Starting at the line that holds "positive clicks: (334, 245)" and stopping at the line that holds "negative clicks: (360, 245) (343, 249)", restate the records below word for word, with both of those lines included.

** Opening Information given block **

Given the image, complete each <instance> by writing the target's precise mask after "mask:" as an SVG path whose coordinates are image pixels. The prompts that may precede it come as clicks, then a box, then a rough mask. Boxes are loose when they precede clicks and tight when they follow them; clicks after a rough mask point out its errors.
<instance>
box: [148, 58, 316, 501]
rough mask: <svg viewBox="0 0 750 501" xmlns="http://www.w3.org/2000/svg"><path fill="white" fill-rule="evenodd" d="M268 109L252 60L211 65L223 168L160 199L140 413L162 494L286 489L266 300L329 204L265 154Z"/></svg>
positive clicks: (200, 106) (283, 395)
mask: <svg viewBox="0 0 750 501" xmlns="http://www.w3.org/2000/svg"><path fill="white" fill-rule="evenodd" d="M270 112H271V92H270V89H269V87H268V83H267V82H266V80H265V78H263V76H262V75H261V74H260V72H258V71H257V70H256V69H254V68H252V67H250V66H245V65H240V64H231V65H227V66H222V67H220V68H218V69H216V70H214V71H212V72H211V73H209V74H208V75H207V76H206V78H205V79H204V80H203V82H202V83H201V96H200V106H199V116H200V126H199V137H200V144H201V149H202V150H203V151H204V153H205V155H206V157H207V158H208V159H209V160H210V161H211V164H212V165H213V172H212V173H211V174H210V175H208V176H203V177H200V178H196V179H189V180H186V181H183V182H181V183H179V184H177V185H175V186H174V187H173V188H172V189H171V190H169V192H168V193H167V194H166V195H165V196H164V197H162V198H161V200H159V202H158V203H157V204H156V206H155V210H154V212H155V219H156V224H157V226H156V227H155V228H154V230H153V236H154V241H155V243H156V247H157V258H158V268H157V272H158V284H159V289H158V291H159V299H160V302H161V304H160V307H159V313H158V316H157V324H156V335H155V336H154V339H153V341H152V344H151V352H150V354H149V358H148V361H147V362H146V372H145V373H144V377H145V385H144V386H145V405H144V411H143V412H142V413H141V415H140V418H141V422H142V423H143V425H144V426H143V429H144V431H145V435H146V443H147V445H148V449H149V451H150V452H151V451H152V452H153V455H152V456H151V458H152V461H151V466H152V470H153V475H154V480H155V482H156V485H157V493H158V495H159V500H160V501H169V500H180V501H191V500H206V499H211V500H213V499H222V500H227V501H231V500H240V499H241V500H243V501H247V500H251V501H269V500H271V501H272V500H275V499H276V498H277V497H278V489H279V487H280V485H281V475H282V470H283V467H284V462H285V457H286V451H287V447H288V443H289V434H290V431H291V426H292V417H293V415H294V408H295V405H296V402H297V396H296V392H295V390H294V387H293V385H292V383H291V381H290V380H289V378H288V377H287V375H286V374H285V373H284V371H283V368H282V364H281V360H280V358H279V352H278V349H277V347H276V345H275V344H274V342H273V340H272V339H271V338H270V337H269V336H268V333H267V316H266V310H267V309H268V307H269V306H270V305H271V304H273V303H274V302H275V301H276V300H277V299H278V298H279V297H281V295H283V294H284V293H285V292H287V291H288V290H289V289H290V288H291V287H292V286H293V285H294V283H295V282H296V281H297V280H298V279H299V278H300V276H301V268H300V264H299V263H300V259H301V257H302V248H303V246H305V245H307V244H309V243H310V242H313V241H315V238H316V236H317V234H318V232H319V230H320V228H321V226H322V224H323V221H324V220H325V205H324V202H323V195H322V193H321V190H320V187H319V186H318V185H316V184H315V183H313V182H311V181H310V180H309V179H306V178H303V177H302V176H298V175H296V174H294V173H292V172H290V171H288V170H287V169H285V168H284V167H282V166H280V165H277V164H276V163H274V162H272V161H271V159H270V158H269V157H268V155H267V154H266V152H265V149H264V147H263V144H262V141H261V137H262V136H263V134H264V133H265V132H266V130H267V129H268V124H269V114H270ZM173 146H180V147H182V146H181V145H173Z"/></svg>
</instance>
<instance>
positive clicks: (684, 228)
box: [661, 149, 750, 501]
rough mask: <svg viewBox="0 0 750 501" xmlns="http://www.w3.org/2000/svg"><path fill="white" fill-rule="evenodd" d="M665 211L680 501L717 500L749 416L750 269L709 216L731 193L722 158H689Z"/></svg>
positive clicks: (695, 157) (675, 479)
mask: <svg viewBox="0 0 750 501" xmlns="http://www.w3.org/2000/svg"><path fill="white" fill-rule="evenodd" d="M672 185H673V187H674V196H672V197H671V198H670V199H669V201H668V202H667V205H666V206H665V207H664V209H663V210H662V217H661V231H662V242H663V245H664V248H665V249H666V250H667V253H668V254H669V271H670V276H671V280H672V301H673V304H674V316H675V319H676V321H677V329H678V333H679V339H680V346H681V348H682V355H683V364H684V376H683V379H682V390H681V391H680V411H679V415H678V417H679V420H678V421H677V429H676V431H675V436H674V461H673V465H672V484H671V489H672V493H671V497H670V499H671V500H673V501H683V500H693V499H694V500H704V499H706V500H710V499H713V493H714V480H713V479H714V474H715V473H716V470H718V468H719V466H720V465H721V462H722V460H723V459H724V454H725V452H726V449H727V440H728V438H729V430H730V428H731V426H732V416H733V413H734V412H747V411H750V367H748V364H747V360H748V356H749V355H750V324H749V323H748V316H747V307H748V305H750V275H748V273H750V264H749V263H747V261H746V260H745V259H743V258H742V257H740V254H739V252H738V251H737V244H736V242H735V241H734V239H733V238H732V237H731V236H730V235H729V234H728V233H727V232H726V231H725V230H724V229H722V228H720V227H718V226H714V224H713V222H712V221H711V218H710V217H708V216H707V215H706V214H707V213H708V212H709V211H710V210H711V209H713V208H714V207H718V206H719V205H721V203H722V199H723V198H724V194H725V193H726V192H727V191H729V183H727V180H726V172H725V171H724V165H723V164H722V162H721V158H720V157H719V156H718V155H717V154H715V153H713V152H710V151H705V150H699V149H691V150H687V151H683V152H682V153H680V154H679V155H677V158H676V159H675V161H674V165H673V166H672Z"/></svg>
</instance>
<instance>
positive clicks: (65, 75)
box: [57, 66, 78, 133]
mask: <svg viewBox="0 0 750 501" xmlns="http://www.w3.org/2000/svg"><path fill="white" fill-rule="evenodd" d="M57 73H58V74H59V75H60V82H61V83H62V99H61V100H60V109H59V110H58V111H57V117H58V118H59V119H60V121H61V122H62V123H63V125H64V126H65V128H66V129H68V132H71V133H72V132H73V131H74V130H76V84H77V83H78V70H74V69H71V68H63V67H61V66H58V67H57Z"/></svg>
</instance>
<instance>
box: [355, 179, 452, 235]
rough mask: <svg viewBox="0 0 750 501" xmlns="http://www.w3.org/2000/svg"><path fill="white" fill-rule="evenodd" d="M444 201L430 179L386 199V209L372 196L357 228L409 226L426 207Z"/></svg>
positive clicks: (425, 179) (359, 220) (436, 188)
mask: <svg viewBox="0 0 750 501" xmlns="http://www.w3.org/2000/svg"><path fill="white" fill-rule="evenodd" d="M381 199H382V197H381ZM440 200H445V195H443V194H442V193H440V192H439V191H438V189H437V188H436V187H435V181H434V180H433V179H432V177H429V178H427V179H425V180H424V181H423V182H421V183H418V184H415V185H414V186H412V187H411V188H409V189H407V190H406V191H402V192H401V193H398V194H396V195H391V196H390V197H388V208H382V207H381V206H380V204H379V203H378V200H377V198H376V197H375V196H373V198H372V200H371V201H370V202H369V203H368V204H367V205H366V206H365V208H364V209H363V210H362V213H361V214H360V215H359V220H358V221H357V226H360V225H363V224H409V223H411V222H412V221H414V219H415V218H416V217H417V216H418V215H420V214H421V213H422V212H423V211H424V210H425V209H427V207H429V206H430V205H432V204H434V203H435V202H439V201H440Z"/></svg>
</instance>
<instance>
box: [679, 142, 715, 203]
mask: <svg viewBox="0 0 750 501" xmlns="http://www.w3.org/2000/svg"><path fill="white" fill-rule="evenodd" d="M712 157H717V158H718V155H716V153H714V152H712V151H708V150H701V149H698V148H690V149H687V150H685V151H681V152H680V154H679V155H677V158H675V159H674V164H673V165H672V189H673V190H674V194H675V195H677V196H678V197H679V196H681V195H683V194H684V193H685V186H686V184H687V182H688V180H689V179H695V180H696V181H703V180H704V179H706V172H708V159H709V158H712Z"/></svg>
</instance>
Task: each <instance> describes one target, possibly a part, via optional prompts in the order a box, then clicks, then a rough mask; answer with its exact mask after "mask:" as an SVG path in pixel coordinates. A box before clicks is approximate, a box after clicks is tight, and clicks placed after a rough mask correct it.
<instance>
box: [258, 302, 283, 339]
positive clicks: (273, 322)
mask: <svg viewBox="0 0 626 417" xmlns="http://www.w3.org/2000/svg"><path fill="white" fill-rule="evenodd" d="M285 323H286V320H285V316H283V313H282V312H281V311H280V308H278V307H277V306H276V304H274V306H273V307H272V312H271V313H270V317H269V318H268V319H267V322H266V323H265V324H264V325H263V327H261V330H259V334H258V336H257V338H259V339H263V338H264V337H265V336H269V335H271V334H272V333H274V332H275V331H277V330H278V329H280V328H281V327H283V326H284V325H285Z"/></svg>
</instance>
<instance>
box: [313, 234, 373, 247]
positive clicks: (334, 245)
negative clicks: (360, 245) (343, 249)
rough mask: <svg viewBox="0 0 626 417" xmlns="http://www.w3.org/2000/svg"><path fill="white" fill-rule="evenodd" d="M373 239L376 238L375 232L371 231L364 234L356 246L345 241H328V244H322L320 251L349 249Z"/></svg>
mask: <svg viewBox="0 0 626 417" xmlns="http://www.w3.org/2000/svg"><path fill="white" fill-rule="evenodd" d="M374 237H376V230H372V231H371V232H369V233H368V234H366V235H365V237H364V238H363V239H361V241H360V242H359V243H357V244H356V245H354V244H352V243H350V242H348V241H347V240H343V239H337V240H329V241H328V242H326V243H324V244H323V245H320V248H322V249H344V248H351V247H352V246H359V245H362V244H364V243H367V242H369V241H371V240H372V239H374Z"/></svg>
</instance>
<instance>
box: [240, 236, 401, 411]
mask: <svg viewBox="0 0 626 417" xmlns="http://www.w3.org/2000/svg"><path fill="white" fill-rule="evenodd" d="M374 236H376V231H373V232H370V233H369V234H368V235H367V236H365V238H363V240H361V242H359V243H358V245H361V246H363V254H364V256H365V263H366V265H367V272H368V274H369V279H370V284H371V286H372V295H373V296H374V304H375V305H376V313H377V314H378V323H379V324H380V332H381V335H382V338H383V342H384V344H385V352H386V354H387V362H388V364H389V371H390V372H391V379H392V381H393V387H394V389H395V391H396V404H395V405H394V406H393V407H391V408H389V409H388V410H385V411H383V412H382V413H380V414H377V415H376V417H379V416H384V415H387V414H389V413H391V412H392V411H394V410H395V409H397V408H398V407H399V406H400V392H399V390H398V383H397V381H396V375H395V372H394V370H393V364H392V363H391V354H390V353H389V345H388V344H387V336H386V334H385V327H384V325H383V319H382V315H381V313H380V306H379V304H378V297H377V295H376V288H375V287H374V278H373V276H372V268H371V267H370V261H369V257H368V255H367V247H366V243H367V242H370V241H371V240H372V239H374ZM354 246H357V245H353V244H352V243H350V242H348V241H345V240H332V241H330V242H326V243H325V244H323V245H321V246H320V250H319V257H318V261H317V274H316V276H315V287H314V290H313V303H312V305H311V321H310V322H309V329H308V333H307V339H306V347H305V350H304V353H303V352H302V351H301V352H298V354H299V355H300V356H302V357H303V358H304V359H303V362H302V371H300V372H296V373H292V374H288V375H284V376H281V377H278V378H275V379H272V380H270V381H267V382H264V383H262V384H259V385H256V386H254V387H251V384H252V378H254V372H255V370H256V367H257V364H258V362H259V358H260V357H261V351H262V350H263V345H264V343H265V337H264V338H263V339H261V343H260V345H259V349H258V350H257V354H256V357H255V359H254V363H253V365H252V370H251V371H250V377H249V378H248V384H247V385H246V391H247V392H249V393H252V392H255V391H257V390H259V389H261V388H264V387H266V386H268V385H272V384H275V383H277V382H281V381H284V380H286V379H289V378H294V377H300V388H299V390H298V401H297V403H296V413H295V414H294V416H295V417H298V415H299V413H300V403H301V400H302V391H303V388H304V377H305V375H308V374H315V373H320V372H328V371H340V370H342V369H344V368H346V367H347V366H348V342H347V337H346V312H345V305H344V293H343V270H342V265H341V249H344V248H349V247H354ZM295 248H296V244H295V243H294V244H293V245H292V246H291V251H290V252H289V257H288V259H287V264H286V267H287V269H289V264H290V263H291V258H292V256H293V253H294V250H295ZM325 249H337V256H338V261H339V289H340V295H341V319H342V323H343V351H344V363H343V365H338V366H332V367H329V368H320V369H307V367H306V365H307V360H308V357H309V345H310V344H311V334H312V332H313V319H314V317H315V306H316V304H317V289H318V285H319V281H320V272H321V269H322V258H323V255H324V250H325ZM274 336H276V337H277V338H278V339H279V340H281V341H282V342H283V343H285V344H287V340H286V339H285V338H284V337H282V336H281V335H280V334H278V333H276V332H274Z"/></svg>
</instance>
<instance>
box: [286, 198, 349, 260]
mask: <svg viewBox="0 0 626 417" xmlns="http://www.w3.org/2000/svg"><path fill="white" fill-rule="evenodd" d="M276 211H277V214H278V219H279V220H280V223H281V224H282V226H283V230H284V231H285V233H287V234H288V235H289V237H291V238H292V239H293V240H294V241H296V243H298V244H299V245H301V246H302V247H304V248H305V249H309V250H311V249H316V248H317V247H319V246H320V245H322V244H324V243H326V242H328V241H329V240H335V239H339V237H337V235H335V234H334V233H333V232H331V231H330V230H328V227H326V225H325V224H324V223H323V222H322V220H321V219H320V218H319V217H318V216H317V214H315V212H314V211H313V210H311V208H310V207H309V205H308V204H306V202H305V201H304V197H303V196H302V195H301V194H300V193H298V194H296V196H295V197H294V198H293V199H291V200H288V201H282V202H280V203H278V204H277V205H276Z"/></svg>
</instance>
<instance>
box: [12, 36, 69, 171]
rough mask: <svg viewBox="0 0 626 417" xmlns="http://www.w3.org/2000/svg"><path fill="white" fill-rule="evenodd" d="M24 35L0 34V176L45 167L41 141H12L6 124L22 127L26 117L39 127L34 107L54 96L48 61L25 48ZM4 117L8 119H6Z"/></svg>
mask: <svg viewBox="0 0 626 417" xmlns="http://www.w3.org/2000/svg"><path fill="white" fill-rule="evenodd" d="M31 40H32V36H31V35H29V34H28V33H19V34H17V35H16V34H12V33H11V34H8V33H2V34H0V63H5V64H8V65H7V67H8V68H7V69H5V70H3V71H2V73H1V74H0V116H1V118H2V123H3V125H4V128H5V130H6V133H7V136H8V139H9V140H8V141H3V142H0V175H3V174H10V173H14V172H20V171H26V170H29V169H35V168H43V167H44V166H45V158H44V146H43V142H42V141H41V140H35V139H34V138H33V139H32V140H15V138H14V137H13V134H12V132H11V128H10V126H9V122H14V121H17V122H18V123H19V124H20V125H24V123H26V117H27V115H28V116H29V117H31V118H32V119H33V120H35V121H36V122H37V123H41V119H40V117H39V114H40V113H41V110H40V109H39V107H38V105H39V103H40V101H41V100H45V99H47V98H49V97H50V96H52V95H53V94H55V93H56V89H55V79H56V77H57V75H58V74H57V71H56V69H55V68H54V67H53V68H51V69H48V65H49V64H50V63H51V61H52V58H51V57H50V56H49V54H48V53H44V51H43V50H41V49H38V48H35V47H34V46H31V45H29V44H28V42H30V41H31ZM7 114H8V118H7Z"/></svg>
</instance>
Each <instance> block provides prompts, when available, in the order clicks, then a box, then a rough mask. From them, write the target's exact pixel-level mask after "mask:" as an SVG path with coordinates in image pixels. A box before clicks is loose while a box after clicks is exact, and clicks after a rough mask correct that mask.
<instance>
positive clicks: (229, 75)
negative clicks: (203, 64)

** Closing Information given block **

Response area:
positive clicks: (334, 245)
negative clicks: (360, 245) (343, 249)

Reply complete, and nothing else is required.